===== Texte source

Un « Passeport pour entreprendre » pour lutter contre les défaillances d'entreprises

Les experts-comptables de Nouvelle-Aquitaine souhaitent mettre en place un « Passeport pour entreprendre » en Haute-Vienne. Objectif : permettre aux futurs entrepreneurs d'être mieux armés et lutter ainsi contre les défaillances d'entreprises qui ont atteint des records en 2024.
L'année 2024 aura été noire pour la France en matière de défaillances d'entreprises. Leur nombre a atteint un record avec de lourdes conséquences économiques et sociales. Plus de 66.200 dirigeants se sont retrouvés devant le tribunal de commerce, avec une issue plus ou moins heureuse (redressement judiciaire, liquidation ou procédure de sauvegarde). La hausse est particulièrement forte du côté des petites structures.
Pas suffisamment armés
Dans ce contexte, la Haute-Vienne n'est pas épargnée. Le département a enregistré sur la même période l'ouverture de 358 procédures collectives pour les sociétés commerciales (+6,5% par rapport à 2023). L'effet de rattrapage post-Covid, le remboursement des prêts garantis par l'État (PGE) et certaines difficultés sectorielles fortes (construction, transport routier, restauration...) expliquent en partie ce phénomène. Mais pas seulement. De nombreuses faillites trouvent aussi leur origine dans un manque de formation et de connaissances des dirigeants.
Dans une étude que l'Institut Sofos a publiée, le think tank des experts-comptables de Nouvelle-Aquitaine constate que les entrepreneurs français ne sont pas suffisamment armés pour faire face aux difficultés.
En effet, chef d'entreprise est probablement un des métiers les plus difficiles, insistent les experts de l'Institut Sofos, rappelant qu'un entrepreneur sur quatre a moins de 30 ans, un sur cinq est autodidacte sans diplôme et moins de la moitié est diplômée de l'enseignement supérieur. « Gérer, décider et arbitrer n'est pas donné à tout le monde. Cela nécessite des compétences managériales essentielles, comme la planification, l'organisation, la direction et le contrôle ».

==========
===== Jeu de données

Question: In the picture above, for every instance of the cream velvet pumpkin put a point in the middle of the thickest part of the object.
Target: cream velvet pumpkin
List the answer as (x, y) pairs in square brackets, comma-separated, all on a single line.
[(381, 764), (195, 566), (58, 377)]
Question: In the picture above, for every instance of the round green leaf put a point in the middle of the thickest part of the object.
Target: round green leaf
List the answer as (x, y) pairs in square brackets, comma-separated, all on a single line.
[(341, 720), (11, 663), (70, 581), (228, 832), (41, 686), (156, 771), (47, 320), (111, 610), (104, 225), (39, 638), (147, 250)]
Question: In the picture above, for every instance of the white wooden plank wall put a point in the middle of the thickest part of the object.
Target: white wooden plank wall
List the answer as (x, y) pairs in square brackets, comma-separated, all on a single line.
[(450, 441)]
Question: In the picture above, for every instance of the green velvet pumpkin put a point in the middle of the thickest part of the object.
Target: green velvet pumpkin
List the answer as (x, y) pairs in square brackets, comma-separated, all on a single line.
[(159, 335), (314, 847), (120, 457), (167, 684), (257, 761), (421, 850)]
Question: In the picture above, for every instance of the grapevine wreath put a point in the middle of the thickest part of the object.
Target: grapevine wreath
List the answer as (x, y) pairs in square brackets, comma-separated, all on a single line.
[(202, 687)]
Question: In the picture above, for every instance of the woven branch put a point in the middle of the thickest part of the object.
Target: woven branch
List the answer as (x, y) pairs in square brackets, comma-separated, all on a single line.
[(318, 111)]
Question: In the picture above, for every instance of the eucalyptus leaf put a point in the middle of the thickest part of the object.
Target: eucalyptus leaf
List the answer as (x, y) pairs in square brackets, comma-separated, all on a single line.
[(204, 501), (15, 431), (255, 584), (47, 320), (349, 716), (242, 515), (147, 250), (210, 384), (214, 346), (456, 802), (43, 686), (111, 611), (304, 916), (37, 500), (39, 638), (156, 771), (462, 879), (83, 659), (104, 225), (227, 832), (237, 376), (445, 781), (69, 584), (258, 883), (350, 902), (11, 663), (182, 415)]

==========

■ Travail demandé:
1 - Résumez sous forme de liste le paragraphe du texte source qui commence par « Dans ce contexte, la Haute-Vienne n'est pas épargnée », en conservant ses faits principaux.
2 - Selon le texte source, combien de dirigeants se sont retrouvés devant le tribunal de commerce en France en 2024 ?
Les lignes ne jouent aucun rôle dans cet exercice.

■ Réponses attendues:
1 -
- La Haute-Vienne a enregistré 358 procédures collectives pour les sociétés commerciales, soit une hausse de 6,5 % par rapport à 2023.
- Plusieurs causes l'expliquent en partie : l'effet de rattrapage post-Covid, le remboursement des prêts garantis par l'État (PGE) et de fortes difficultés dans certains secteurs (construction, transport routier, restauration).
- De nombreuses faillites viennent aussi d'un manque de formation et de connaissances des dirigeants.

2 - Plus de 66.200 dirigeants.